§ Problem to work on: State how many lines of the entries hold the string "below", and output nothing but that count.

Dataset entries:
=== Section Start ===
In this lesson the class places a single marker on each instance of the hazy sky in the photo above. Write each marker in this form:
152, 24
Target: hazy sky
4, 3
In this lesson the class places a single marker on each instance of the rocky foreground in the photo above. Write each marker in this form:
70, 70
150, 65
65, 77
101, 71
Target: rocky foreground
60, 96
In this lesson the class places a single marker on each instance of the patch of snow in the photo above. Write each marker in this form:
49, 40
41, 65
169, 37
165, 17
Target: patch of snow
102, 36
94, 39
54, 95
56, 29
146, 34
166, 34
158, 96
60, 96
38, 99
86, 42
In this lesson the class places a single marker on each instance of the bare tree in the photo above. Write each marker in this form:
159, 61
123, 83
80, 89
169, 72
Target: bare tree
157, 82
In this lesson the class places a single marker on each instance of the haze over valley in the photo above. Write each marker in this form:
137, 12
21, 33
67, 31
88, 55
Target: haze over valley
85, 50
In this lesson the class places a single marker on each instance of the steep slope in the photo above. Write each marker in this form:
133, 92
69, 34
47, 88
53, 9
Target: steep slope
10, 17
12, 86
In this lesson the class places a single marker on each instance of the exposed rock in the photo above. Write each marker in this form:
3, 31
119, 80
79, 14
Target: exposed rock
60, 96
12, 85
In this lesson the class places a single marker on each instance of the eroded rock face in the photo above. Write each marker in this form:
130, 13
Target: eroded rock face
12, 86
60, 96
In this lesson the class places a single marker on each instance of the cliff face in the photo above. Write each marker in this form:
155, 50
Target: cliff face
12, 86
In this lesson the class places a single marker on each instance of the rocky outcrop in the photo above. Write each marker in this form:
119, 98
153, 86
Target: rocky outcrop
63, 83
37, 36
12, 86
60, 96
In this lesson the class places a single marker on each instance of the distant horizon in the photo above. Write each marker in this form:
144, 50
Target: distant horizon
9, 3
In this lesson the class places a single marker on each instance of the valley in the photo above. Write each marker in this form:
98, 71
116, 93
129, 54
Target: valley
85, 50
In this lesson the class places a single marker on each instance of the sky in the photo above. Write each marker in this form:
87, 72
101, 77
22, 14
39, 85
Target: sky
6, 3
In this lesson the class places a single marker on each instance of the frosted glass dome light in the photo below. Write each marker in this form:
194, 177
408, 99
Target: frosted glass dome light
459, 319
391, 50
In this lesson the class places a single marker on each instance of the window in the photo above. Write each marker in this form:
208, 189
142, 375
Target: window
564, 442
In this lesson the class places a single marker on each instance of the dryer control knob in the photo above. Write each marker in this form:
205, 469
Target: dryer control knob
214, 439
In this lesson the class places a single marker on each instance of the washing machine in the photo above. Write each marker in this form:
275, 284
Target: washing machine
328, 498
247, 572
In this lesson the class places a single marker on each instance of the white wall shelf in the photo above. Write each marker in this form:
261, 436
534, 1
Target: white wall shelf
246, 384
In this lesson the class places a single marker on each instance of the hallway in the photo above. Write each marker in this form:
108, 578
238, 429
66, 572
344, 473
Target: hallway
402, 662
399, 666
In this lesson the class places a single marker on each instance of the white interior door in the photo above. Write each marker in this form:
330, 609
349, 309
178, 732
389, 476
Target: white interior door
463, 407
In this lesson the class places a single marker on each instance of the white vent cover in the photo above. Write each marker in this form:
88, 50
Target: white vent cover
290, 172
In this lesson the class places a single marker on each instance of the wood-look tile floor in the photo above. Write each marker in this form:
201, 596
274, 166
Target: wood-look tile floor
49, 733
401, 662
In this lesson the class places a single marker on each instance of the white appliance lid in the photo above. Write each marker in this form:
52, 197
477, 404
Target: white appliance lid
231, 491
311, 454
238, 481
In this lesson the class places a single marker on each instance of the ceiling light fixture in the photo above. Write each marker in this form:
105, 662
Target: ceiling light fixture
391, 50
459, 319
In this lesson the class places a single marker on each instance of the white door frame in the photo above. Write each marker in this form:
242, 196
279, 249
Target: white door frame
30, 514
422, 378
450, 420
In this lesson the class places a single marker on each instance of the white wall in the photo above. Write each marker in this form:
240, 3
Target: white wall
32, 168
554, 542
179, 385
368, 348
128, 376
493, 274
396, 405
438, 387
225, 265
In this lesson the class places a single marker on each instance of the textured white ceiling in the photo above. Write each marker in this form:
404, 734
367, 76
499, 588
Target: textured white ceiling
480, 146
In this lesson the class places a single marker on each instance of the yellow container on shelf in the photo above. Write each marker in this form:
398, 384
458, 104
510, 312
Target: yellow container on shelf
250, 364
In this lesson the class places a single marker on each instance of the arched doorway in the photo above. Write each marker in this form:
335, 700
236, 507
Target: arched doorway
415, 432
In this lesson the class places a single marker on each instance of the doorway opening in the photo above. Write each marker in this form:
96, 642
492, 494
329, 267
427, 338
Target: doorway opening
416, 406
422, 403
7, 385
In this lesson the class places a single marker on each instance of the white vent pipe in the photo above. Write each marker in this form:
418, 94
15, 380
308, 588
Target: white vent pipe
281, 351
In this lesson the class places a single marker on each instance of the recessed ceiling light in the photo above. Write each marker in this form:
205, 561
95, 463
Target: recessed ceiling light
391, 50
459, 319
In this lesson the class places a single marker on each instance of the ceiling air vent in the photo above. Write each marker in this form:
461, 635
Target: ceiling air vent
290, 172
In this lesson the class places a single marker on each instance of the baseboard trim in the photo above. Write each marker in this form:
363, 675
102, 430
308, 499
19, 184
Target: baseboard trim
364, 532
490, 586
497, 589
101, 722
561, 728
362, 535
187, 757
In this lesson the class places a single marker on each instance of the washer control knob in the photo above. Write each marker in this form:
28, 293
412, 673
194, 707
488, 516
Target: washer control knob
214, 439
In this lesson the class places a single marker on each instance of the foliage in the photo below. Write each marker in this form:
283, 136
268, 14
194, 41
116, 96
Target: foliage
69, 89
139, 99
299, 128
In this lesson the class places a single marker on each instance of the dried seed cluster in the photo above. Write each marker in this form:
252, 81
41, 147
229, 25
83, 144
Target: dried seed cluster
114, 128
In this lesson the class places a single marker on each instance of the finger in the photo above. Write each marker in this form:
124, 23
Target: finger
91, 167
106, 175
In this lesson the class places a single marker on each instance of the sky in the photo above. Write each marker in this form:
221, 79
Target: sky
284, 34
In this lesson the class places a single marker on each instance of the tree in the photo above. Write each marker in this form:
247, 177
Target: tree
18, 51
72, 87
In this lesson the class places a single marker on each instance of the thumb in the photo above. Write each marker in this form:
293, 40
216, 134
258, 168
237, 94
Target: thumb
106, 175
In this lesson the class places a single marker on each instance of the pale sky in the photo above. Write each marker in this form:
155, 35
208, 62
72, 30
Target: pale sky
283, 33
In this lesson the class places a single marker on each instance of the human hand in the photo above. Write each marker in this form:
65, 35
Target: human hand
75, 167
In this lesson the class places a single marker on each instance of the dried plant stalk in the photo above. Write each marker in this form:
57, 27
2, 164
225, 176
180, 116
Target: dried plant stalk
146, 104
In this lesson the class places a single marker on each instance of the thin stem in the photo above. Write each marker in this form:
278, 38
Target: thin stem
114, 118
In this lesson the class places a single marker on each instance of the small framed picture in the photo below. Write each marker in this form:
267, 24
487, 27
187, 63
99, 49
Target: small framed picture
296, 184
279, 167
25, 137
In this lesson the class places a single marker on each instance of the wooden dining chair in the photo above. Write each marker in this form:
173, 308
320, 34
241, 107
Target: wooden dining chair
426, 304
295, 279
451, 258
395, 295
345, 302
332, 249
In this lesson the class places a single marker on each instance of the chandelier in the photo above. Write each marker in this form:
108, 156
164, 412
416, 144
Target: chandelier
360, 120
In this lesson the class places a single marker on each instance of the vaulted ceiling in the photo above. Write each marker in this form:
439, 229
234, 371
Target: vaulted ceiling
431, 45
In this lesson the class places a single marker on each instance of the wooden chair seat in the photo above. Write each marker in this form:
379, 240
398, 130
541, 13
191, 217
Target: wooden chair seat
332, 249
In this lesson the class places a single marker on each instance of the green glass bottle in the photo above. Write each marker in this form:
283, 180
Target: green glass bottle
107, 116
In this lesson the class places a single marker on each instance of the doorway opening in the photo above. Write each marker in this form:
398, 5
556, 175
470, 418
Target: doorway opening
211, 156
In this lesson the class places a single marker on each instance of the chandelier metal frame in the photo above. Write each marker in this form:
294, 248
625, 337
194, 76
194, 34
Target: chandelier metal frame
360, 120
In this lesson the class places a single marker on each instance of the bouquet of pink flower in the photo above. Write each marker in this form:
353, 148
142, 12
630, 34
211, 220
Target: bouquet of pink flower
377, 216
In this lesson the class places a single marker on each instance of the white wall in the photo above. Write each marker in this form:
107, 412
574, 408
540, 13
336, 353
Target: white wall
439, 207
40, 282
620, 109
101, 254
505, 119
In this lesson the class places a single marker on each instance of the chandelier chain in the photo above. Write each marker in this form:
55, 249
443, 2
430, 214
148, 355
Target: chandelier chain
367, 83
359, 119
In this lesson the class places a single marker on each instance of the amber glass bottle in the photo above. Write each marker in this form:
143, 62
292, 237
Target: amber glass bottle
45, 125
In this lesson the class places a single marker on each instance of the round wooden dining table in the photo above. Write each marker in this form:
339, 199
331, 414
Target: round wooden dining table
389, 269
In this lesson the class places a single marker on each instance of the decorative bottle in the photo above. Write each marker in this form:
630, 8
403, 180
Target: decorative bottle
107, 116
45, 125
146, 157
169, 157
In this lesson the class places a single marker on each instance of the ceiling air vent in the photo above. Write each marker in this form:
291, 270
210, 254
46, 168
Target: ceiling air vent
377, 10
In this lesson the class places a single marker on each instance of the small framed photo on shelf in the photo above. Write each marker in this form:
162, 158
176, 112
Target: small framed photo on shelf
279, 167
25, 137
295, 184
=== Section End ===
§ Final answer: 3